** begin **

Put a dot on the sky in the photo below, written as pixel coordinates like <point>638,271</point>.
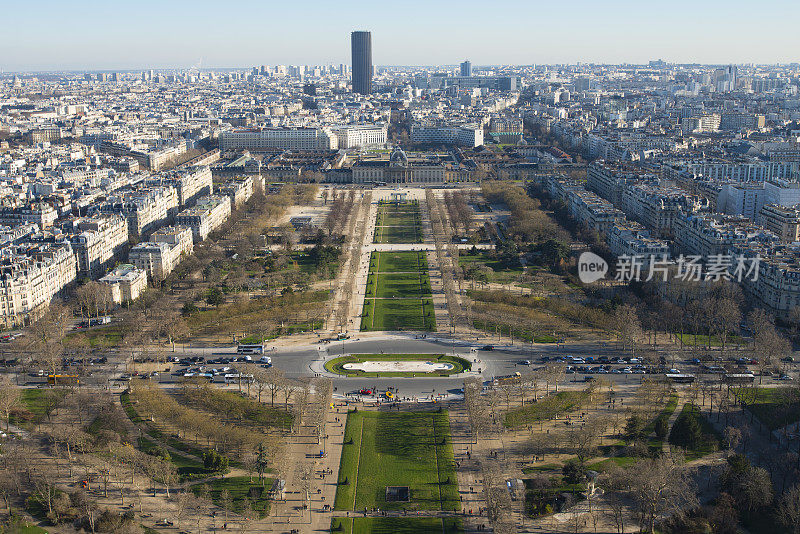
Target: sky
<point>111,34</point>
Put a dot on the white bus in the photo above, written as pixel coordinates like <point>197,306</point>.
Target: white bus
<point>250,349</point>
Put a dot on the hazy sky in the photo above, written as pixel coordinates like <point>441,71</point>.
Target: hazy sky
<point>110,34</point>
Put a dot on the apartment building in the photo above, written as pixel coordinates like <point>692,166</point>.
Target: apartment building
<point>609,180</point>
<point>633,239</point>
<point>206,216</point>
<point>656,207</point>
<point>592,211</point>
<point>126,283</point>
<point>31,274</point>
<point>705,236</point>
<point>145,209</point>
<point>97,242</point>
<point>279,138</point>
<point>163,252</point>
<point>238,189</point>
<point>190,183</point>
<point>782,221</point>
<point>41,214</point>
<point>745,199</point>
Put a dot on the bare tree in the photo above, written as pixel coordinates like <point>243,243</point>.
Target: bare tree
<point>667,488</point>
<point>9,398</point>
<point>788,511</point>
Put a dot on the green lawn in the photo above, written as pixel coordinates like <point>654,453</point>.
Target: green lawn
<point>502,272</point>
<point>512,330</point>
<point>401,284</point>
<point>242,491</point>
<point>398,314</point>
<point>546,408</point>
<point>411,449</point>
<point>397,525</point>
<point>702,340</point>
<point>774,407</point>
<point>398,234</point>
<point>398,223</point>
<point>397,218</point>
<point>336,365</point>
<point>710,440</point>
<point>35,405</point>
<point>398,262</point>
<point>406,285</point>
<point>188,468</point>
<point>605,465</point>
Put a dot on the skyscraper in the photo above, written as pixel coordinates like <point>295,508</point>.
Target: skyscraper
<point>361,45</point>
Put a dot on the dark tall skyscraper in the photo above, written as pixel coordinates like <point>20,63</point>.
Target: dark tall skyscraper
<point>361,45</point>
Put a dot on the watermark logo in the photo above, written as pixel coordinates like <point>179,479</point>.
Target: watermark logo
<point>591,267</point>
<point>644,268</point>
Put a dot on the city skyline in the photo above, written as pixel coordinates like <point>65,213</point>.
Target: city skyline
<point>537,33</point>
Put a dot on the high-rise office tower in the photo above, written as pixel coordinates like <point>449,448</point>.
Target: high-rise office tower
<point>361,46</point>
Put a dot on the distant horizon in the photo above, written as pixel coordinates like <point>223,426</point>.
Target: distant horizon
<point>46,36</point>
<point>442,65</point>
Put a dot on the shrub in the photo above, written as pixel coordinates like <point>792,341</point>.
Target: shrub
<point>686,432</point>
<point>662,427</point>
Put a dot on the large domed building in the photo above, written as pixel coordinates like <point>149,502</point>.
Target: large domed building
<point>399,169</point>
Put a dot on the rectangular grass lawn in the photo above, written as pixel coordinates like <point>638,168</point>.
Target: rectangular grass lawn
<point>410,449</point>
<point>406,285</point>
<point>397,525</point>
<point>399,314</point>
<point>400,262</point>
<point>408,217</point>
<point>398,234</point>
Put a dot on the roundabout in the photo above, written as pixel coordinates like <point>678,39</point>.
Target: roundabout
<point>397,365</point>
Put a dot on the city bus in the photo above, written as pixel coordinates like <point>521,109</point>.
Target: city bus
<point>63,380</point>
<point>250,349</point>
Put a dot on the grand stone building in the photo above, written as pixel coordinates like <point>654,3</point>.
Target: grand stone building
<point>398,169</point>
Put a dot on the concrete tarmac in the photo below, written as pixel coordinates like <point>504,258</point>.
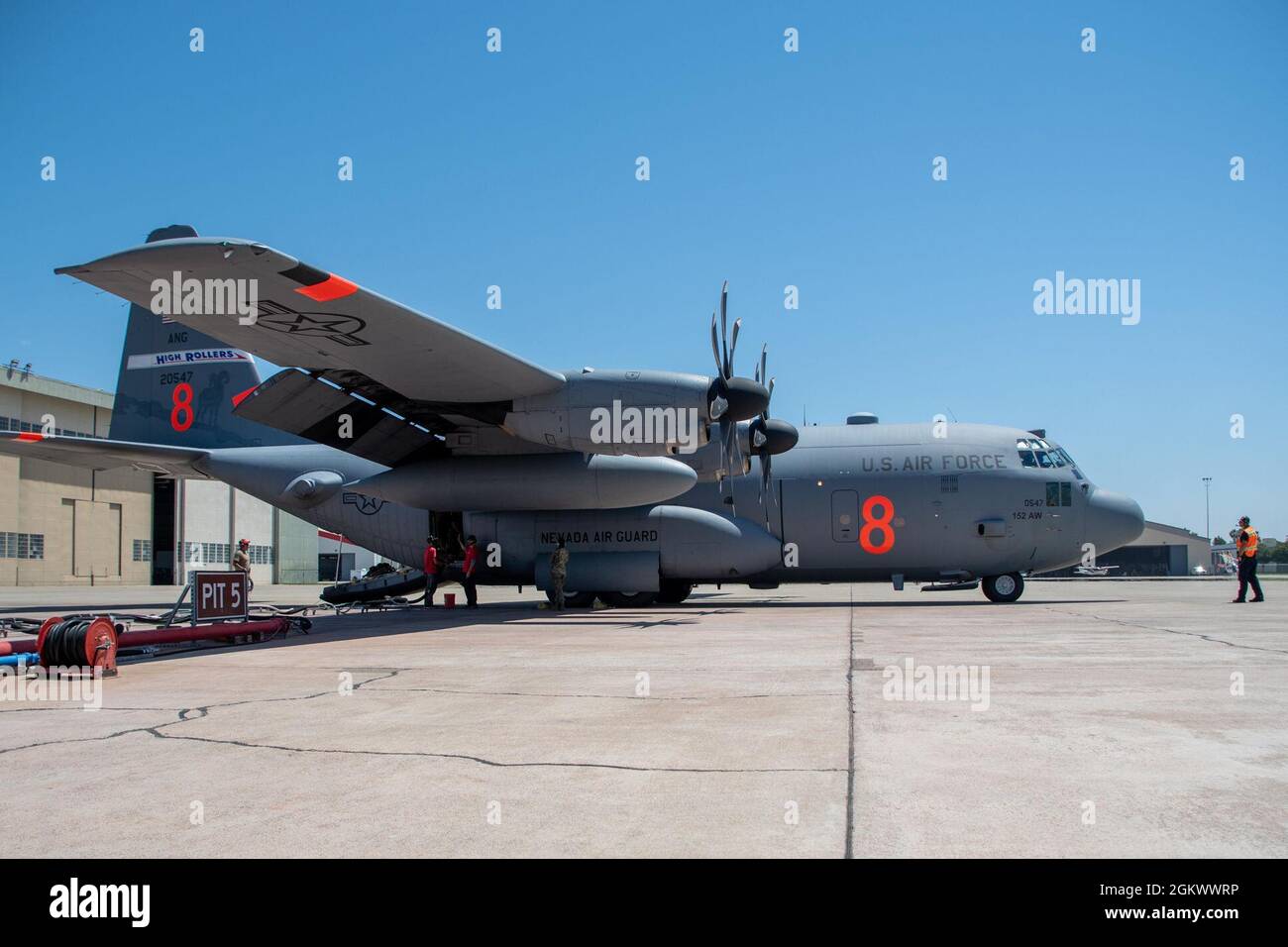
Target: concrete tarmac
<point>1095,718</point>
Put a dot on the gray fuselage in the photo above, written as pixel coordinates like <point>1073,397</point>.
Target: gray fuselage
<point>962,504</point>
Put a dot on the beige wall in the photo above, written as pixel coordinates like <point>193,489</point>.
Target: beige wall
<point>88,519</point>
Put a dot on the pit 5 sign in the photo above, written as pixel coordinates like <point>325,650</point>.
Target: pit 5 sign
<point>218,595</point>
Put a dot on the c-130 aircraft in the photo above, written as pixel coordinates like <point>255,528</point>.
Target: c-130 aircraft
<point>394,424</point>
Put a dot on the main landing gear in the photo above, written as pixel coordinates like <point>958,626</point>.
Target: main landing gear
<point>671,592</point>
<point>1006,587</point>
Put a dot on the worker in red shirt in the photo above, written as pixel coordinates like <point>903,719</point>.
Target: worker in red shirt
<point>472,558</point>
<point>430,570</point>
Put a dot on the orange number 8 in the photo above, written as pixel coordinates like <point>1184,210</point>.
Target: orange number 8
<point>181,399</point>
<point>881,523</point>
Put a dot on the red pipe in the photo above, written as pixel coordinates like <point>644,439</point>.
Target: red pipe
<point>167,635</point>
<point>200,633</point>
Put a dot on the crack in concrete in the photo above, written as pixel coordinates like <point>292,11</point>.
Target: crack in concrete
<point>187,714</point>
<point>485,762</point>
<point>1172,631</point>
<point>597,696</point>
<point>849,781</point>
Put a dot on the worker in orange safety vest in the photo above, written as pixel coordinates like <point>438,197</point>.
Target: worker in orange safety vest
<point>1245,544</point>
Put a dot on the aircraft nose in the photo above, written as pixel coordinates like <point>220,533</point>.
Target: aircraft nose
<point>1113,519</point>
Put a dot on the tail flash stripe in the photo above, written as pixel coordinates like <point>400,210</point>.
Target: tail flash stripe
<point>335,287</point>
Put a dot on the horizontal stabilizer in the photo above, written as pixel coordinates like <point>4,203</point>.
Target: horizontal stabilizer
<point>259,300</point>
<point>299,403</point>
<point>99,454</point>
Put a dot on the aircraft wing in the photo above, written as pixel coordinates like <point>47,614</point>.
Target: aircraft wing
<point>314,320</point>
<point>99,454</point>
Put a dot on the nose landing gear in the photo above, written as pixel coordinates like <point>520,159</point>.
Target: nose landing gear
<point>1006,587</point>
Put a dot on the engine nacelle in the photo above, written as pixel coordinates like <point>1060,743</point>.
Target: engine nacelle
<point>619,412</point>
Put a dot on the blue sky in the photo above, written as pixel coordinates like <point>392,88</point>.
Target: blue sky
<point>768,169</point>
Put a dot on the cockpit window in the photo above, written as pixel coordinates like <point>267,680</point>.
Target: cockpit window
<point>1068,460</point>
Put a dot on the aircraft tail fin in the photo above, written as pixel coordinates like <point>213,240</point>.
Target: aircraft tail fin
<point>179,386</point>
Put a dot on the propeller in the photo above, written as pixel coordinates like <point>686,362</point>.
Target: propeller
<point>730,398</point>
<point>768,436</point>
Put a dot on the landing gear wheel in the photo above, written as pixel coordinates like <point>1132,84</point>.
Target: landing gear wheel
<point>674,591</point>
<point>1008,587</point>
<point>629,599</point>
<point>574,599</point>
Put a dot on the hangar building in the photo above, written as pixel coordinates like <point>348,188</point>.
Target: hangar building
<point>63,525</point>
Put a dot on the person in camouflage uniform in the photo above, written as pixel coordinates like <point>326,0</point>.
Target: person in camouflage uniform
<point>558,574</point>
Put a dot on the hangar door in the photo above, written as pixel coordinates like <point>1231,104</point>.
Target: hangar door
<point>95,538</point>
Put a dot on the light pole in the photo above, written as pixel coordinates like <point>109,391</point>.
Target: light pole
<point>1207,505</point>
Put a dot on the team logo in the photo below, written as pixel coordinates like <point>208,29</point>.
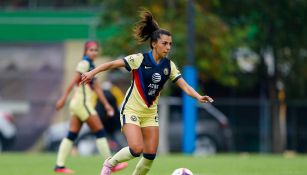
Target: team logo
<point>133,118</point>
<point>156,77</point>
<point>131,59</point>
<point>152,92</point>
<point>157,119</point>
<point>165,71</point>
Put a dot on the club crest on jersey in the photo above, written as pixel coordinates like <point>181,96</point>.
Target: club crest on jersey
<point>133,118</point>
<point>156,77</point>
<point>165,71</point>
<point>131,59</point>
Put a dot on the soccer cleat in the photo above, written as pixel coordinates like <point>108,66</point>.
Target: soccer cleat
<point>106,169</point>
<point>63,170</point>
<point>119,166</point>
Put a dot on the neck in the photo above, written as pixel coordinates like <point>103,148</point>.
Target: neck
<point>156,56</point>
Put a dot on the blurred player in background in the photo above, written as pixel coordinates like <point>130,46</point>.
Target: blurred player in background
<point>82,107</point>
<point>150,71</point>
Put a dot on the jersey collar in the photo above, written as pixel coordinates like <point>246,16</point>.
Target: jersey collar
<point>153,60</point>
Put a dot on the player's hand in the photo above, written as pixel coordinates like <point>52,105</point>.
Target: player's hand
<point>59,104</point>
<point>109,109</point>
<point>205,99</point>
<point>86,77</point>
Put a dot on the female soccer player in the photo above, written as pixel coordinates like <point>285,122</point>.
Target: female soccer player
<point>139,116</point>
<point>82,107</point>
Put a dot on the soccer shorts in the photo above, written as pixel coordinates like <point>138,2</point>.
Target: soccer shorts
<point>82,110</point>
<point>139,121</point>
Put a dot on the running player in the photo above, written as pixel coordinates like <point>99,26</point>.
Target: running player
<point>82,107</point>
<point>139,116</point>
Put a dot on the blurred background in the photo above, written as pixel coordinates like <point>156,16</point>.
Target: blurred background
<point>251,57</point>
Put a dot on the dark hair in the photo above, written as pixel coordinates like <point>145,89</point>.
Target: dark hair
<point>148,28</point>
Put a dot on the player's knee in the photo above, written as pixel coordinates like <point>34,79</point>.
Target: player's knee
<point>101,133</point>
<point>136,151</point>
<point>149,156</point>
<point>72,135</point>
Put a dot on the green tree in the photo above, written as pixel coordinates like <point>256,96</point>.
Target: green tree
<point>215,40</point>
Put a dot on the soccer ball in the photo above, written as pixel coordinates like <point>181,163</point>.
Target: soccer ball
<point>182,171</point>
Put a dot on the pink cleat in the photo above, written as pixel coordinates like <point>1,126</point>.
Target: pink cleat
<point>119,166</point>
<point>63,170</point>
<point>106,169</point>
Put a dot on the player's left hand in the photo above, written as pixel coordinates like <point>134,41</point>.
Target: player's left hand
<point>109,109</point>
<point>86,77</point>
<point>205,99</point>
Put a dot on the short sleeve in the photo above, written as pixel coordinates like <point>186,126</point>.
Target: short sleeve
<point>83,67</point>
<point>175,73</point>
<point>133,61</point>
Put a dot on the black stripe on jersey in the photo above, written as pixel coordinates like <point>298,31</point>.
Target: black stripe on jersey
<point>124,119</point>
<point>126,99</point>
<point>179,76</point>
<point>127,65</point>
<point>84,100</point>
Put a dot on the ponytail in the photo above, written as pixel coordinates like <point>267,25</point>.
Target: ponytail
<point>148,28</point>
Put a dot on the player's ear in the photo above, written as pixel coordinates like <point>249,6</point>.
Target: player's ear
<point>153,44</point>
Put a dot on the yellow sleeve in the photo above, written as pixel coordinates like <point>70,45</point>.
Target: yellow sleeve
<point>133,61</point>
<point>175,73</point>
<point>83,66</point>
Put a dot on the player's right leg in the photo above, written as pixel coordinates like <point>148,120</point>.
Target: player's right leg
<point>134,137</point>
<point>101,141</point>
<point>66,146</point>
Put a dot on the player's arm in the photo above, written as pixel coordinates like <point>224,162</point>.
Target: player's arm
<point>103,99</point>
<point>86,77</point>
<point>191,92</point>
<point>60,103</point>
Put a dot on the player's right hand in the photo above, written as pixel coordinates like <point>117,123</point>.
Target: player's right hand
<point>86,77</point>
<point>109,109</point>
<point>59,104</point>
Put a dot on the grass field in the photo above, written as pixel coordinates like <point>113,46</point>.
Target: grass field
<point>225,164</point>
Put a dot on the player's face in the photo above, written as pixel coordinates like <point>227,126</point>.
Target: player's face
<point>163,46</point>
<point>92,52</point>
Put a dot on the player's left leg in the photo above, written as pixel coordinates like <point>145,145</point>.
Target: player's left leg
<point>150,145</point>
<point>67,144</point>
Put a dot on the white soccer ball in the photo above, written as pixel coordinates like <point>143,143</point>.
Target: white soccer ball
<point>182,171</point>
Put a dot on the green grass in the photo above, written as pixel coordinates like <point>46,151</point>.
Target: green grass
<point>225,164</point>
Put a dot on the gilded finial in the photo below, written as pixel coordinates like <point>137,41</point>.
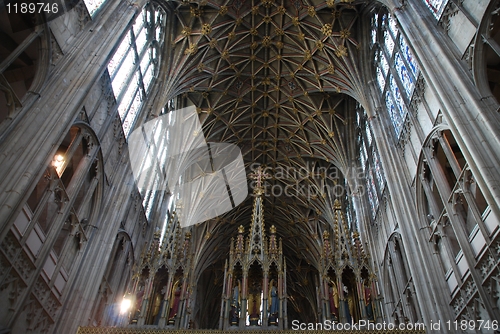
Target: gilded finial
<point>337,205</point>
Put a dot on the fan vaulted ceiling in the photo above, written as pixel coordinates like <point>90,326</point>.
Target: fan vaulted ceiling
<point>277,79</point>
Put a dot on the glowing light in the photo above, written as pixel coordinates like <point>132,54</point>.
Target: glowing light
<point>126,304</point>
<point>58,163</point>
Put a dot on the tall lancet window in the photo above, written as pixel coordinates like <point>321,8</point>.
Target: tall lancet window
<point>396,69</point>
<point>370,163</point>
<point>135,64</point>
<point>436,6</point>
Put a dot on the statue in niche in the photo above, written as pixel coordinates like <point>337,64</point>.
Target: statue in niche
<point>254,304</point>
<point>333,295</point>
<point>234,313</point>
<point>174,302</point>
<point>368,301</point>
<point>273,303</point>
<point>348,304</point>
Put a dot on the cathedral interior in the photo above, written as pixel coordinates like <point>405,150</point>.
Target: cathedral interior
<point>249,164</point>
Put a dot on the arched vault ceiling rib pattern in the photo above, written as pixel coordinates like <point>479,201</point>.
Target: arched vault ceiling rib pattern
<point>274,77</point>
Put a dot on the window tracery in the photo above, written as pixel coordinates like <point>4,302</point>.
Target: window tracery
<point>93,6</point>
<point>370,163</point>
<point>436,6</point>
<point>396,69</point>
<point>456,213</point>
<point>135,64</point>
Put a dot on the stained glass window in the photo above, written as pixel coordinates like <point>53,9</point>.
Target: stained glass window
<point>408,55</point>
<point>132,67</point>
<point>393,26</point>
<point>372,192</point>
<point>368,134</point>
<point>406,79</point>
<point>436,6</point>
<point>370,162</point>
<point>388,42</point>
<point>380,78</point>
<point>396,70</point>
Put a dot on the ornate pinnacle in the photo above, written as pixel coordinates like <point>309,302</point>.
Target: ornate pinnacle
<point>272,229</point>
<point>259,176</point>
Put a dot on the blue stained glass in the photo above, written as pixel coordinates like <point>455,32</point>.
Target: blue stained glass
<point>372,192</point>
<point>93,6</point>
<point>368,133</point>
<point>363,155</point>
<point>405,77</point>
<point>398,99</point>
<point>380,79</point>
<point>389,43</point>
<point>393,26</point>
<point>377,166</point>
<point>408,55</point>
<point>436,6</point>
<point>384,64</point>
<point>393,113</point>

** end **

What you need to do. Can you copy the rows above word for word, starting at the line that contains "Put a dot on the player's ear" and ending at the line that contains "<point>277,79</point>", with both of those lines included and any pictures left out?

Response.
Put a dot on the player's ear in the photo above, written as pixel coordinates like <point>249,6</point>.
Target: player's ear
<point>153,44</point>
Put a dot on the yellow sleeve in the photo above, written as pixel coordinates like <point>70,45</point>.
Target: yellow sleeve
<point>133,61</point>
<point>175,73</point>
<point>83,66</point>
Put a dot on the player's right leg in the photo above, written as pixel coordinates like <point>148,120</point>.
Target: player's right leg
<point>134,137</point>
<point>101,141</point>
<point>66,146</point>
Put a dot on the player's arm in the photo above, written as pixel coordinates like <point>224,162</point>.
Target: player's arm
<point>103,99</point>
<point>86,77</point>
<point>191,92</point>
<point>60,103</point>
Put a dot on the player's right hand in the photo above, written as pixel coordinates like <point>117,123</point>.
Target: player's right hand
<point>86,77</point>
<point>109,109</point>
<point>59,104</point>
Put a dot on the grass field in the photo above, written as pixel coordinates like <point>113,46</point>.
Target: grass field
<point>225,164</point>
Put a dot on the player's face in the photo above, written as pixel coordinates like <point>227,126</point>.
Target: player's face
<point>163,46</point>
<point>92,52</point>
Put a dot on the player's left leg in the photo above, written as pixel coordinates like <point>145,145</point>.
Target: player's left leg
<point>150,145</point>
<point>67,144</point>
Put a dot on the white soccer ball in the photo above, written as pixel coordinates like <point>143,143</point>.
Target: white soccer ball
<point>182,171</point>
Put a dot on the green grass in the photo above, written as pixel coordinates like <point>46,151</point>.
Target: green grass
<point>225,164</point>
Put a dot on the gilded finial in the photo below, written as pixel coordinates like <point>137,41</point>.
Target: gilded finial
<point>337,205</point>
Put a dot on the fan vaulted ceiling in the photo above, written as pixel coordinates like <point>90,326</point>.
Target: fan vaulted ceiling
<point>277,79</point>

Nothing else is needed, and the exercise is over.